→ **Exercise instructions**
Rewrite every line of the items below, from the line with "Flashcard Prompt: Where exactly is the woman" through the line with "[539,246,629,336]", inclusive, shifting each bounding-box coordinate up by 29.

**** Listed records

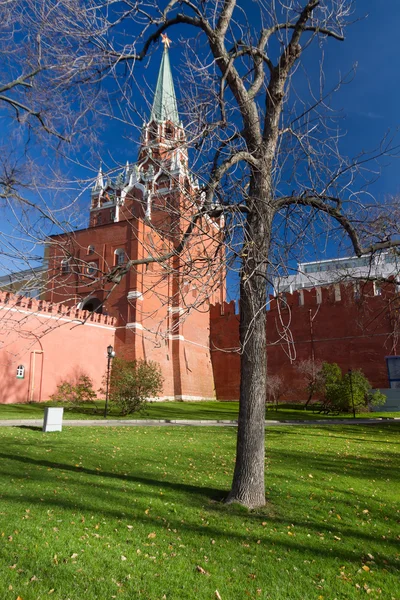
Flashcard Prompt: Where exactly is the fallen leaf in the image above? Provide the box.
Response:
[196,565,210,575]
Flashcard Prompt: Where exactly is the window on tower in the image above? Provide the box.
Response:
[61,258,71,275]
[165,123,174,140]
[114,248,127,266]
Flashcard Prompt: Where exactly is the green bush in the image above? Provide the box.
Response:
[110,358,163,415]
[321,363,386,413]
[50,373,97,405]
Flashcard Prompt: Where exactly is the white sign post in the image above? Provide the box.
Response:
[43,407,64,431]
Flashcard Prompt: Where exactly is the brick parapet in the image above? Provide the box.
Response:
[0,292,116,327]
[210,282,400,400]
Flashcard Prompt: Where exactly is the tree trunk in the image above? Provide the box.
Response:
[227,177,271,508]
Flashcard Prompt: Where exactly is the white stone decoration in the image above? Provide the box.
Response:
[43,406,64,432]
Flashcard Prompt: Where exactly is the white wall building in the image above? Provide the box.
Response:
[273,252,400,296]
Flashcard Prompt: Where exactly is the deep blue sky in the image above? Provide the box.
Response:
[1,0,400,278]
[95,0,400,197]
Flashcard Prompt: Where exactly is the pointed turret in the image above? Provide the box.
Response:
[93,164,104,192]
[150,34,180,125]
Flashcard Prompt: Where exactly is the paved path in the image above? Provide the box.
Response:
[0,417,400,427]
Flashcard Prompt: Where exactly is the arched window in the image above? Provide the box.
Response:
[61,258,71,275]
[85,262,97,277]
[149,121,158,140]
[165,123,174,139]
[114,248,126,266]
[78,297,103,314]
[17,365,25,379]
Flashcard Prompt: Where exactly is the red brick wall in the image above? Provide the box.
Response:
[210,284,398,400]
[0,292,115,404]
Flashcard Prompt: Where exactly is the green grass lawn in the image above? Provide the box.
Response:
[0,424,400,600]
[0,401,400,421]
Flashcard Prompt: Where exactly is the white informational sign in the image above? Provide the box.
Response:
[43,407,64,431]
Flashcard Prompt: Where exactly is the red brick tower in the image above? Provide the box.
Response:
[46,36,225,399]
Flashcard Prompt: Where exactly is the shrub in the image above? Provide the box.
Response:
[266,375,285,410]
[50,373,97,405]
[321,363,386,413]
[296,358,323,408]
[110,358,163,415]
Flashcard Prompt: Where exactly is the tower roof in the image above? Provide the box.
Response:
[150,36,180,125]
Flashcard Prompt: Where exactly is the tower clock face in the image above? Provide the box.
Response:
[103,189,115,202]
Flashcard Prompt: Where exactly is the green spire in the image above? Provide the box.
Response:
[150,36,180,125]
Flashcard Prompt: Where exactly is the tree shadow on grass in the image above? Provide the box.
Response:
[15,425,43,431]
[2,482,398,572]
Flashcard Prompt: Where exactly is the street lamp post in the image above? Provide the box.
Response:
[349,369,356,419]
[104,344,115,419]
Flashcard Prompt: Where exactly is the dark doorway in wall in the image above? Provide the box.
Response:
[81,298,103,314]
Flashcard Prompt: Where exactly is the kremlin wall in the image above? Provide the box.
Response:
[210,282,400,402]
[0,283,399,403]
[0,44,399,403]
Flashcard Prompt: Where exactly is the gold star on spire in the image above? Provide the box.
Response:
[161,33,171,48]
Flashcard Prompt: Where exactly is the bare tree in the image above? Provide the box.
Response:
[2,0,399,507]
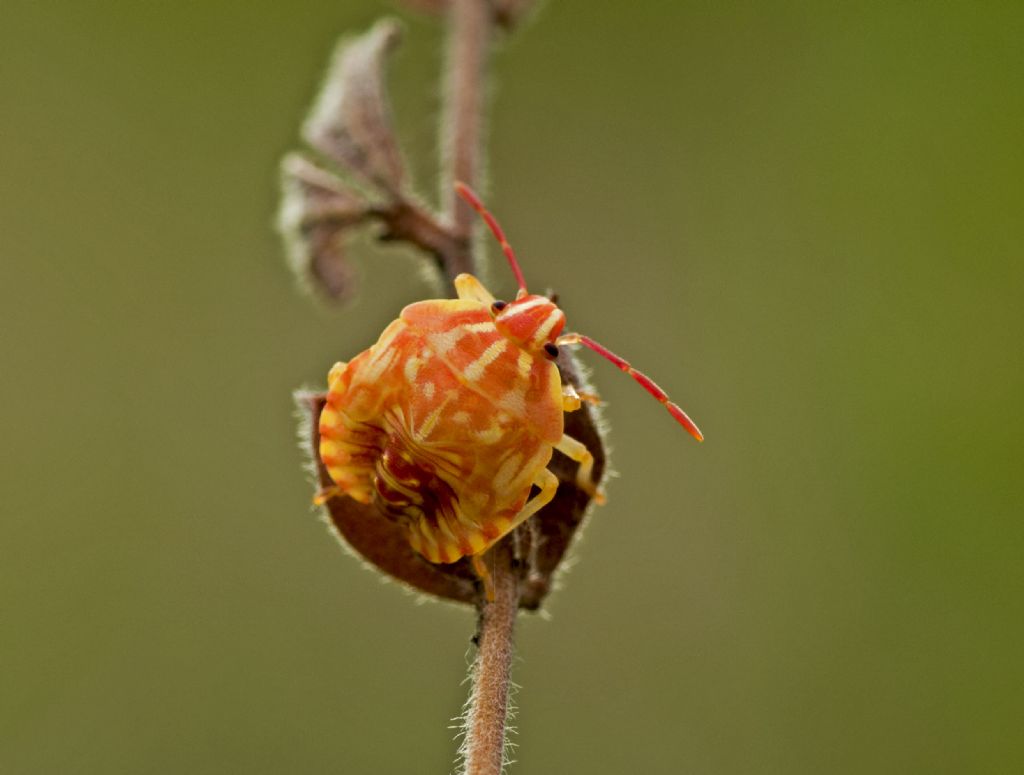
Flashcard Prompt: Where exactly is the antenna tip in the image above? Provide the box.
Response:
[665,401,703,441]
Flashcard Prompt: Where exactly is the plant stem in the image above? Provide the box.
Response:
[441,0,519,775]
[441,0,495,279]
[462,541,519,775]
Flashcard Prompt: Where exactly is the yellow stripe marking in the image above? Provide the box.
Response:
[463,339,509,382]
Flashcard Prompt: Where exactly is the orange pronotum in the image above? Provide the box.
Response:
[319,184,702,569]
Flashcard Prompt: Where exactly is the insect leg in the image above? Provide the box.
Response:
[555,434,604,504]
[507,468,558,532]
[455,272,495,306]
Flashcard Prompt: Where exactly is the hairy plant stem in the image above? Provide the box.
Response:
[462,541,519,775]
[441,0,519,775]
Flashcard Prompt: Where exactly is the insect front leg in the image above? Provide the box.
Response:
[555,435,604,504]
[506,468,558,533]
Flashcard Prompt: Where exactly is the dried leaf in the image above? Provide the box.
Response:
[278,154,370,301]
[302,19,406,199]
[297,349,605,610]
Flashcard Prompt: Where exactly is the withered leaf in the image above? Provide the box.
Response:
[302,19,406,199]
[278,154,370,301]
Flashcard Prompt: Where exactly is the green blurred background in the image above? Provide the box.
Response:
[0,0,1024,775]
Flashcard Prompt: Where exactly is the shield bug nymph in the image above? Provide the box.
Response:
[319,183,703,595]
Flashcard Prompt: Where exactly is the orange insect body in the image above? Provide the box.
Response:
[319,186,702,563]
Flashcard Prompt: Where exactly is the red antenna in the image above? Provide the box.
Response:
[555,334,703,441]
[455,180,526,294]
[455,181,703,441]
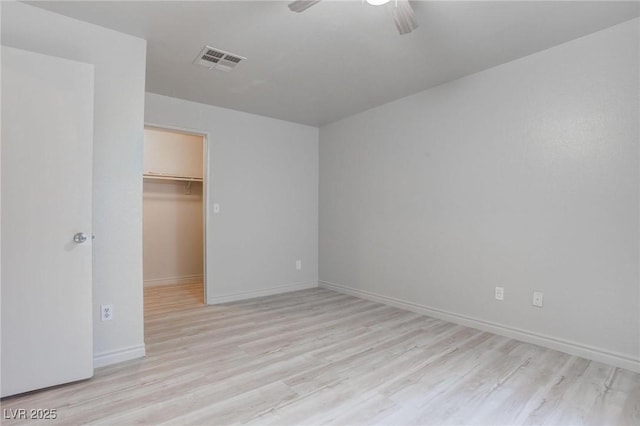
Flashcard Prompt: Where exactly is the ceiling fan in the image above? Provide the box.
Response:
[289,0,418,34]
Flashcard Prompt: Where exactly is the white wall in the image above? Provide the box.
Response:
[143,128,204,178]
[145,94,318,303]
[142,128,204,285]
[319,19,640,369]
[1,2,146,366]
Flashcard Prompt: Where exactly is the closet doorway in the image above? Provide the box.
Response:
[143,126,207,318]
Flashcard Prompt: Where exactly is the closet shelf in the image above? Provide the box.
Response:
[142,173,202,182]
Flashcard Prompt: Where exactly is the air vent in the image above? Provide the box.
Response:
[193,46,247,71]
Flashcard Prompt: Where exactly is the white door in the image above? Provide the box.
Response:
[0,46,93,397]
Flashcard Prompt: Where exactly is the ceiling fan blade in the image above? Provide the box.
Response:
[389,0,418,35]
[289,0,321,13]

********
**** Listed records

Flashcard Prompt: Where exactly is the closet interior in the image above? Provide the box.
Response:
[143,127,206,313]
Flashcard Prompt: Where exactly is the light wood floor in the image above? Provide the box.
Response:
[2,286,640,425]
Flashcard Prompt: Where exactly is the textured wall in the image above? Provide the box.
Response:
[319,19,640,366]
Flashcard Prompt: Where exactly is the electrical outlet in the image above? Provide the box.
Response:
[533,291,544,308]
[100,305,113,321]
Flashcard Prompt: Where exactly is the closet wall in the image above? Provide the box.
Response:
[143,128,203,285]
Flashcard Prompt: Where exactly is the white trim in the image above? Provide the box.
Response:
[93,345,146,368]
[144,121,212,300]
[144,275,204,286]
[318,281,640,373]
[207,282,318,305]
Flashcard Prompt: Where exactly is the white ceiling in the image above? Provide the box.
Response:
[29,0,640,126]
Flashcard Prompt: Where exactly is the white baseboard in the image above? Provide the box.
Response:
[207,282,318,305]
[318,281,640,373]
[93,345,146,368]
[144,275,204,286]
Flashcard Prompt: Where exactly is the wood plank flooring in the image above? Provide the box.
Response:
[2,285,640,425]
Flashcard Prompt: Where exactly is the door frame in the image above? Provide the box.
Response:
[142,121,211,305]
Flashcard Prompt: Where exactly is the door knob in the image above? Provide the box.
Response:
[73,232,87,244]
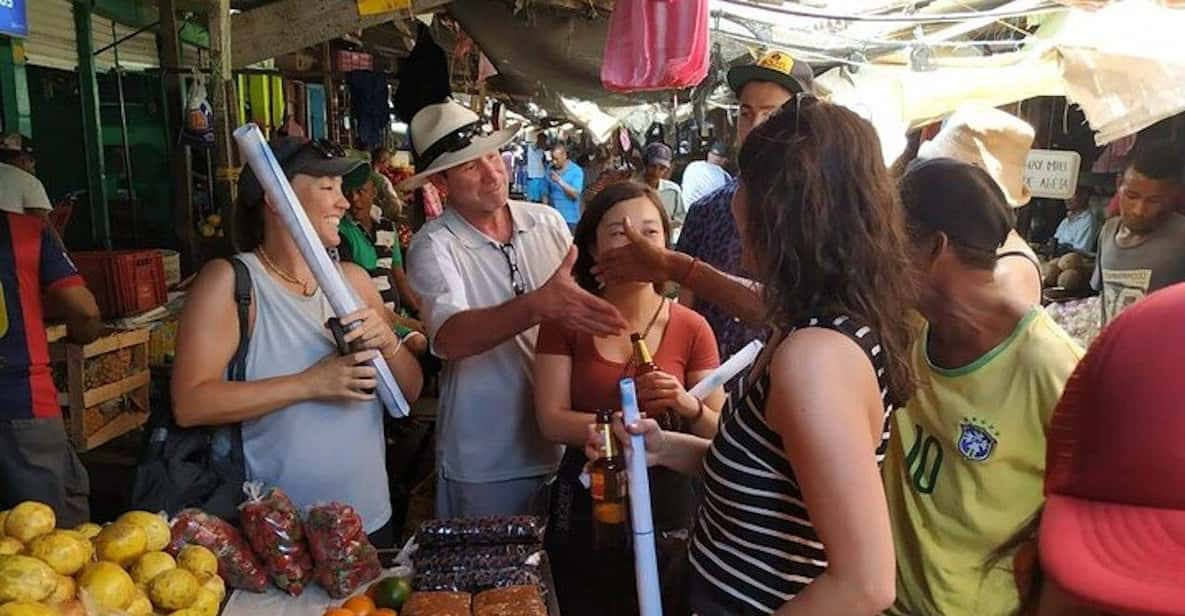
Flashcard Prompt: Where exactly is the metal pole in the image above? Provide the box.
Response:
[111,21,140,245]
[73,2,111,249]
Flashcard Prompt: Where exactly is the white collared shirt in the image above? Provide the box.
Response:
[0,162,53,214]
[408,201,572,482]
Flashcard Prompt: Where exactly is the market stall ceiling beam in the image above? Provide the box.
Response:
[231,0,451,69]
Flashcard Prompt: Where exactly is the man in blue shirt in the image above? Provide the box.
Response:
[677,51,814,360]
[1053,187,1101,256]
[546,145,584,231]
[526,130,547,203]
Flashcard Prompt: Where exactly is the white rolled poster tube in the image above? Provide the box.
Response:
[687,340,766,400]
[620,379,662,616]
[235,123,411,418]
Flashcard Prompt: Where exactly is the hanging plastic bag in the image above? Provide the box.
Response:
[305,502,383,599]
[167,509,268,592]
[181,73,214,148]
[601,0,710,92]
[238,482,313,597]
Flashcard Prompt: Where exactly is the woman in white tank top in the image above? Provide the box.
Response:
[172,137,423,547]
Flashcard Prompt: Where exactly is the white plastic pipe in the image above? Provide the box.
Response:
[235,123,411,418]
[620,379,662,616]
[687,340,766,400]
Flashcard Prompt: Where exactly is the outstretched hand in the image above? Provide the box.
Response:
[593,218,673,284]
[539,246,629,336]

********

→ **Result for this task**
Flashcard Prompt: Where exactly is the woman in white tank top in the image above? Provide the box.
Response:
[201,166,452,576]
Flashcard Prompt: Where exactly is the white plastic pipe in the image above? Provide the box.
Response:
[264,152,440,447]
[649,408,691,645]
[716,369,795,429]
Flashcard Prompt: Where exactly is the outstretched hand in the image above? Provide the box.
Response:
[622,247,702,313]
[568,275,658,365]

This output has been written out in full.